** Start of RECORDED INFORMATION **
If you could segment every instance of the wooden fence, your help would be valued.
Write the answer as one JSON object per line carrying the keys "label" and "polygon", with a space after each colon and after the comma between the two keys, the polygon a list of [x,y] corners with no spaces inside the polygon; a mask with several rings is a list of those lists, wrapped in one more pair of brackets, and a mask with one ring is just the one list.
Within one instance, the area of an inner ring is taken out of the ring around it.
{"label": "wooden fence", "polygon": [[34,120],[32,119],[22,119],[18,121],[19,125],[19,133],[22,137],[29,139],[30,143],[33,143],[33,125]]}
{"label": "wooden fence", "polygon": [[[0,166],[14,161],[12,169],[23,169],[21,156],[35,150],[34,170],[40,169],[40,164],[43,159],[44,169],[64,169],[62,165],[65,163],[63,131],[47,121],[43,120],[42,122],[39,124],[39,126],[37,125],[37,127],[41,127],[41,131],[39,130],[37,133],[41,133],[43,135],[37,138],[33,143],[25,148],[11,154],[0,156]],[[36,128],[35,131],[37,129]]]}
** End of RECORDED INFORMATION **
» **STATED EXERCISE**
Write out all the rows again with "instance" swapped for "object" everywhere it appears, keeping every other character as it was.

» **EXPECTED ANSWER**
If you could segment every object of the wooden fence, your help would be valued.
Write the answer as one JSON object per line carrying the keys "label" and "polygon", with a space after each colon and after the comma between the two keys, the polygon a list of [x,y] corners with no spaces inside the polygon; a mask with several rings is a list of those lists, wrapped in one more pair of brackets, and a mask with one ring is just the one list.
Within one object, the area of an inner ring is taken out of the ring around it.
{"label": "wooden fence", "polygon": [[34,120],[32,119],[22,119],[18,121],[19,125],[19,133],[22,137],[29,139],[30,143],[33,143],[33,125]]}
{"label": "wooden fence", "polygon": [[[0,166],[14,161],[12,169],[23,169],[21,156],[35,150],[34,170],[40,169],[40,164],[43,159],[44,169],[64,169],[62,165],[65,163],[63,131],[47,121],[43,120],[42,122],[39,124],[39,126],[37,125],[37,127],[41,127],[41,131],[39,130],[37,133],[41,133],[43,135],[37,138],[33,143],[25,148],[11,154],[0,156]],[[36,128],[35,131],[37,129]]]}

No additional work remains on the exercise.